I don't know if anyone remembers this topic. I posted last year around this time because I was having problems with noise on my guitar in my home studio driving me crazy. I finally got it solved and wanted to post the results for everyone.

After stumping the power company 4 times they referred me to the regional director for EMF. I don't know why, they said there was an avg 3.0mG in the studio room, which was "emanating from the audio equipment" and was perfectly normal according to them.

The regional guy sent me a book (authored by third party) that discussed building wiring problems and what could cause problems. I got my hands on a gauss meter and went to town.

The first thing I noticed was that there was from 20 - 80 mG on the cold water pipe in our bathroom. Yikes! 100mG = 1 amp. There shouldn't be current on the water pipe unless there is a fault somewhere. Other buildings that I measured all had 0.2mG on the cold water pipes.

Other disturbances found included an average 1.0 - 4.0 over our bed (depending on whether tenants downstairs had thier lights on. Also measured a similar 40 - 80 mG along side our bed, realizing that there were power, water and gas lines intersecting at one corner and dispersing in right angles.

Stated exercise:
In the forum post about guitar noise in a home studio, what reading did the gauss meter show on the cold water pipe in the bathroom? The material that comes after this post is separate from it.

Given data:
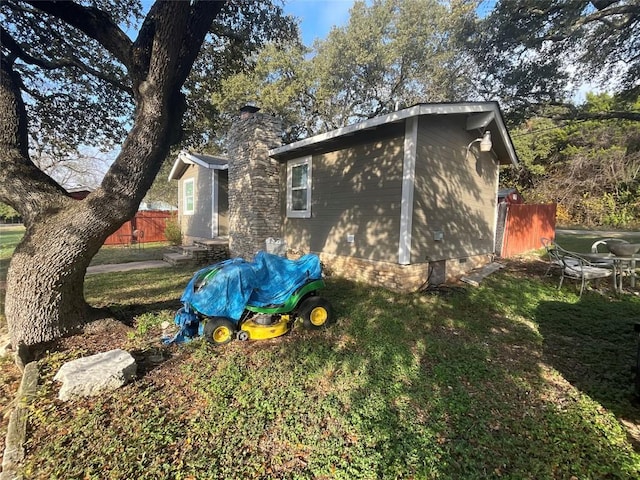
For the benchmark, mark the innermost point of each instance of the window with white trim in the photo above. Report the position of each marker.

Response:
From 20 to 80 mG.